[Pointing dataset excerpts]
## Start
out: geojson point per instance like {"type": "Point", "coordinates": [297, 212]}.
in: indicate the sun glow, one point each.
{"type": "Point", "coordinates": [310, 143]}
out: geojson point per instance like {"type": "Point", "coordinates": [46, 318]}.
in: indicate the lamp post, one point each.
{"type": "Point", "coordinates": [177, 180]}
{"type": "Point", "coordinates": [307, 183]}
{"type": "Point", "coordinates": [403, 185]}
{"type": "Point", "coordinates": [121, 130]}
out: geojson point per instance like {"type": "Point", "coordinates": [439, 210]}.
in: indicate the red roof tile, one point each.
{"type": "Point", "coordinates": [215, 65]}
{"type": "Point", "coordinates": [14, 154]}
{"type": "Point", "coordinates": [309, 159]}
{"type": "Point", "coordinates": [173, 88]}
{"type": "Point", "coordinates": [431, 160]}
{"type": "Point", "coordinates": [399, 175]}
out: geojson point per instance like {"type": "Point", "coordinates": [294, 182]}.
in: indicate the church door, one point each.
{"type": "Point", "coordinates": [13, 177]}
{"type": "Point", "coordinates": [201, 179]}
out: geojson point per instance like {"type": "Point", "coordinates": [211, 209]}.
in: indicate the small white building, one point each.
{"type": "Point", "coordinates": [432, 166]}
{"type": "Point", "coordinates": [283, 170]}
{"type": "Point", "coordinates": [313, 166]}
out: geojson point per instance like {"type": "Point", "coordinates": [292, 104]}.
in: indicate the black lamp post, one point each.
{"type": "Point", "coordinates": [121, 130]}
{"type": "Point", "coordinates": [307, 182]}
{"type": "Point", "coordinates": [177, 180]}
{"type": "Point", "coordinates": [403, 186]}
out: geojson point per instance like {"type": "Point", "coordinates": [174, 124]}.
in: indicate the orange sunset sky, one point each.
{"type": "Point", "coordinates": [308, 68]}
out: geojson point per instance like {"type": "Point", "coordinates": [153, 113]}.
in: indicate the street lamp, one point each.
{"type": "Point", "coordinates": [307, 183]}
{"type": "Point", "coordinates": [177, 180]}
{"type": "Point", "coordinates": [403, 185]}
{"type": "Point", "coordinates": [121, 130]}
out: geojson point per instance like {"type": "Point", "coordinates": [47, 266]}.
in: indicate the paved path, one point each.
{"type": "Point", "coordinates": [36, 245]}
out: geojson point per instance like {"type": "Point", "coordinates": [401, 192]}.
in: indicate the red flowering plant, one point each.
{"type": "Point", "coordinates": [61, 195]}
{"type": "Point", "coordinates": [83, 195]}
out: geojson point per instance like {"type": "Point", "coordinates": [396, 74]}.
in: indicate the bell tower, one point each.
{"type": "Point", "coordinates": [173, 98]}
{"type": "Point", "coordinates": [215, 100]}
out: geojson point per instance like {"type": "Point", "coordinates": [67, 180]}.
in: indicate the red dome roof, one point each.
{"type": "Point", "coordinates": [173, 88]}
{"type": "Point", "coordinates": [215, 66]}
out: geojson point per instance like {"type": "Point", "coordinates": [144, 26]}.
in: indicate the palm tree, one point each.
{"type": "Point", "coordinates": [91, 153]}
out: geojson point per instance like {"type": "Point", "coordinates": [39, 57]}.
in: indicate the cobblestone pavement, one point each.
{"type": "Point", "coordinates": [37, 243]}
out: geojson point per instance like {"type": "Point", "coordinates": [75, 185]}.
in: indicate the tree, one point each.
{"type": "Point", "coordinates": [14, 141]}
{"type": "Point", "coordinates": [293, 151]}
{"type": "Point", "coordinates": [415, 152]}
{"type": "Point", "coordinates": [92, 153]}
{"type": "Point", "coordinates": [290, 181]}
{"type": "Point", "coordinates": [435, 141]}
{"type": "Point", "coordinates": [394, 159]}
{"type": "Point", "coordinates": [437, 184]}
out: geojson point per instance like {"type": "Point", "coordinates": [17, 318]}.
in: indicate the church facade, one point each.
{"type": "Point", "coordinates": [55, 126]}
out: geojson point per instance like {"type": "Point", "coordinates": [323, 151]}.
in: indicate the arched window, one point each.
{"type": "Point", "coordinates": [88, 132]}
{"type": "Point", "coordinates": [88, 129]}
## End
Extract the listing in its entirety and repeat it exactly.

out: geojson point per instance like {"type": "Point", "coordinates": [297, 212]}.
in: indicate the sun glow, one point each.
{"type": "Point", "coordinates": [310, 143]}
out: geojson point per instance like {"type": "Point", "coordinates": [46, 318]}.
in: indicate the lamp post, one point each.
{"type": "Point", "coordinates": [177, 180]}
{"type": "Point", "coordinates": [307, 183]}
{"type": "Point", "coordinates": [403, 185]}
{"type": "Point", "coordinates": [121, 130]}
out: geojson point per instance like {"type": "Point", "coordinates": [439, 210]}.
in: indicate the red roof tile, one point each.
{"type": "Point", "coordinates": [215, 65]}
{"type": "Point", "coordinates": [14, 154]}
{"type": "Point", "coordinates": [309, 159]}
{"type": "Point", "coordinates": [173, 88]}
{"type": "Point", "coordinates": [431, 160]}
{"type": "Point", "coordinates": [399, 175]}
out: geojson point per instance like {"type": "Point", "coordinates": [294, 182]}.
in: indicate the church door, one point each.
{"type": "Point", "coordinates": [13, 177]}
{"type": "Point", "coordinates": [201, 179]}
out: geojson point per instance like {"type": "Point", "coordinates": [211, 209]}.
in: indicate the small white building, one point each.
{"type": "Point", "coordinates": [432, 166]}
{"type": "Point", "coordinates": [283, 170]}
{"type": "Point", "coordinates": [313, 166]}
out: geojson point per instance like {"type": "Point", "coordinates": [292, 104]}.
in: indicate the black lamp post, one point each.
{"type": "Point", "coordinates": [121, 130]}
{"type": "Point", "coordinates": [307, 182]}
{"type": "Point", "coordinates": [177, 180]}
{"type": "Point", "coordinates": [403, 186]}
out: geojson point per instance like {"type": "Point", "coordinates": [174, 124]}.
in: indicate the orange sunset sky, one point each.
{"type": "Point", "coordinates": [308, 68]}
out: geojson point per instance like {"type": "Point", "coordinates": [153, 113]}.
in: indicate the street lamp, one point each.
{"type": "Point", "coordinates": [307, 183]}
{"type": "Point", "coordinates": [177, 180]}
{"type": "Point", "coordinates": [403, 185]}
{"type": "Point", "coordinates": [121, 130]}
out: geojson point per instance like {"type": "Point", "coordinates": [47, 266]}.
in: indicate the paved path, one point each.
{"type": "Point", "coordinates": [36, 245]}
out: geojson point per instance like {"type": "Point", "coordinates": [401, 192]}.
in: indicate the red flowering plant, one point each.
{"type": "Point", "coordinates": [61, 195]}
{"type": "Point", "coordinates": [83, 195]}
out: geojson point per instance like {"type": "Point", "coordinates": [396, 74]}.
in: indicate the bell tower, one point each.
{"type": "Point", "coordinates": [173, 98]}
{"type": "Point", "coordinates": [215, 100]}
out: geojson point per instance like {"type": "Point", "coordinates": [67, 180]}.
in: indicate the red dome roof, one point each.
{"type": "Point", "coordinates": [173, 88]}
{"type": "Point", "coordinates": [215, 66]}
out: geojson point per instance like {"type": "Point", "coordinates": [144, 26]}.
in: indicate the palm tree, one point each.
{"type": "Point", "coordinates": [91, 153]}
out: geojson point per instance like {"type": "Point", "coordinates": [39, 57]}.
in: indicate the cobblestone pavement, one point each.
{"type": "Point", "coordinates": [37, 243]}
out: geojson point per instance like {"type": "Point", "coordinates": [75, 185]}.
in: indicate the tree, one point each.
{"type": "Point", "coordinates": [14, 141]}
{"type": "Point", "coordinates": [293, 151]}
{"type": "Point", "coordinates": [415, 152]}
{"type": "Point", "coordinates": [92, 153]}
{"type": "Point", "coordinates": [290, 181]}
{"type": "Point", "coordinates": [435, 141]}
{"type": "Point", "coordinates": [394, 159]}
{"type": "Point", "coordinates": [437, 184]}
out: geojson point per instance like {"type": "Point", "coordinates": [17, 318]}.
in: indicate the church facade, one point each.
{"type": "Point", "coordinates": [55, 126]}
out: geojson point per instance like {"type": "Point", "coordinates": [323, 151]}.
in: indicate the arched window, one point each.
{"type": "Point", "coordinates": [88, 132]}
{"type": "Point", "coordinates": [88, 129]}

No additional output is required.